BEGIN SUPPLIED DATA

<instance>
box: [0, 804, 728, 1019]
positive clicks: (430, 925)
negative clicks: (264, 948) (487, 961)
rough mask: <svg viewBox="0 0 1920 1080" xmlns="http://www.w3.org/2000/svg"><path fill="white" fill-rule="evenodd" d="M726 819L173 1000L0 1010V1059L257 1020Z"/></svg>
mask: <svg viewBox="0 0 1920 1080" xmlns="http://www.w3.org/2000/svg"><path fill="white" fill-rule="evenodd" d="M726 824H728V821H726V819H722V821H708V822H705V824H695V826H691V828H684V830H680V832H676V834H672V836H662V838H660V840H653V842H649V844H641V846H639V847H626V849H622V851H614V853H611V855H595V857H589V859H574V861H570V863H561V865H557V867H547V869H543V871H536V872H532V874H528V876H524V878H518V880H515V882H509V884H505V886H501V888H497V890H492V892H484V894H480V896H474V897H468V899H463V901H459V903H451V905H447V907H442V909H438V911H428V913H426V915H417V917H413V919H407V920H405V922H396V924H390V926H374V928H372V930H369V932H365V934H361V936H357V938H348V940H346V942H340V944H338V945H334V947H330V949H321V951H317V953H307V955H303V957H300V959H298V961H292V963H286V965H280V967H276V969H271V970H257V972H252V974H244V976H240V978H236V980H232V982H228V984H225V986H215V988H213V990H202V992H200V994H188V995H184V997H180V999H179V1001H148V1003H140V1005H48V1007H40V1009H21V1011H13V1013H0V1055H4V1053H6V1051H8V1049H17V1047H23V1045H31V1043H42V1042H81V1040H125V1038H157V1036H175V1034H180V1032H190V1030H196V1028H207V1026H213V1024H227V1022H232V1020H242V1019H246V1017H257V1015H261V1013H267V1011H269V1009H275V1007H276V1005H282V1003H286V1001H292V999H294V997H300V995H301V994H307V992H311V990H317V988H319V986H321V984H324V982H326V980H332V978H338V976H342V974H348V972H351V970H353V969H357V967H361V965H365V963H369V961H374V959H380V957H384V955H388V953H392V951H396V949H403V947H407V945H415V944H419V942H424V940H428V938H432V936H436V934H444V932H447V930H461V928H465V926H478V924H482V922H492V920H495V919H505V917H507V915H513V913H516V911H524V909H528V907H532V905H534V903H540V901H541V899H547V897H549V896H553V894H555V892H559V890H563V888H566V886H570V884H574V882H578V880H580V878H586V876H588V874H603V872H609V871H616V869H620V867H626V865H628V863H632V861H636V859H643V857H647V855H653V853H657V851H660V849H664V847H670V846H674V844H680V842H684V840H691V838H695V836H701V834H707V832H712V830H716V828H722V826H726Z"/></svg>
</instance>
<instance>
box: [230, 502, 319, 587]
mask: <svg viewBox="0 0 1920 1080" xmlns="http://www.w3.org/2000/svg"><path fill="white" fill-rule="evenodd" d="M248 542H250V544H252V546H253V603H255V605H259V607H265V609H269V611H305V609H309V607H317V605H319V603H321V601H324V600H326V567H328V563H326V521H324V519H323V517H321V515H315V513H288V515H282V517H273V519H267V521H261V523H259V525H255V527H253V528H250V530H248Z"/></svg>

END SUPPLIED DATA

[TASK BRIEF] Search the listing above for lines containing "clicks", and copy them.

[EXPECTED OUTPUT]
positive clicks: (430, 925)
negative clicks: (264, 948) (487, 961)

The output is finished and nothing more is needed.